- **Exercise objective**
Please make an exact copy of the listing, without the pictures.

-- Records supplied follows --

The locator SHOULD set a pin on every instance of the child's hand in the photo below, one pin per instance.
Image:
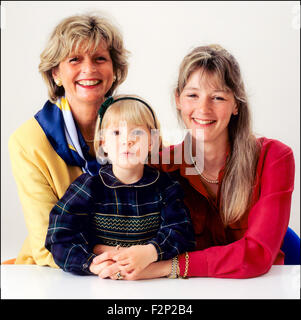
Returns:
(136, 258)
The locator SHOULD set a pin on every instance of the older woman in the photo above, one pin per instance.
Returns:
(84, 61)
(238, 187)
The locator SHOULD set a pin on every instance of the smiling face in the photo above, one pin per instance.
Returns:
(86, 76)
(206, 105)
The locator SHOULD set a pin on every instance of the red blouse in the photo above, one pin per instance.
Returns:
(249, 247)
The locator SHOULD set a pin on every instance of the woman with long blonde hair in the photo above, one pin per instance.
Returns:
(238, 187)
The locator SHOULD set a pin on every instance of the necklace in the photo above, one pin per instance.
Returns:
(201, 174)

-- Records supplied concluded --

- **Exercise response**
The locator SHOULD set a pin on every instance of the child's hand in the photo below, one pin per instance.
Image:
Returns:
(136, 258)
The locator SHOULD set a pin on every instance of the older woman in the photo above, one pin per instance.
Returns:
(84, 61)
(238, 187)
The locator SHOULD set a pin on every instance of the smiling face in the photo above, one pin per instance.
Returns:
(86, 76)
(206, 105)
The locator SHOULD set a pin on every instance of the red blouse in the photo above, one pin per instance.
Returns:
(249, 247)
The locator SHOULD set a pin on every instance of the woman with long blonde hair in the photo above, one pin per instance.
Returns:
(238, 187)
The locator SHOULD set a pin on every instance of the necklace in the photo above, one pin per instance.
Returns:
(201, 174)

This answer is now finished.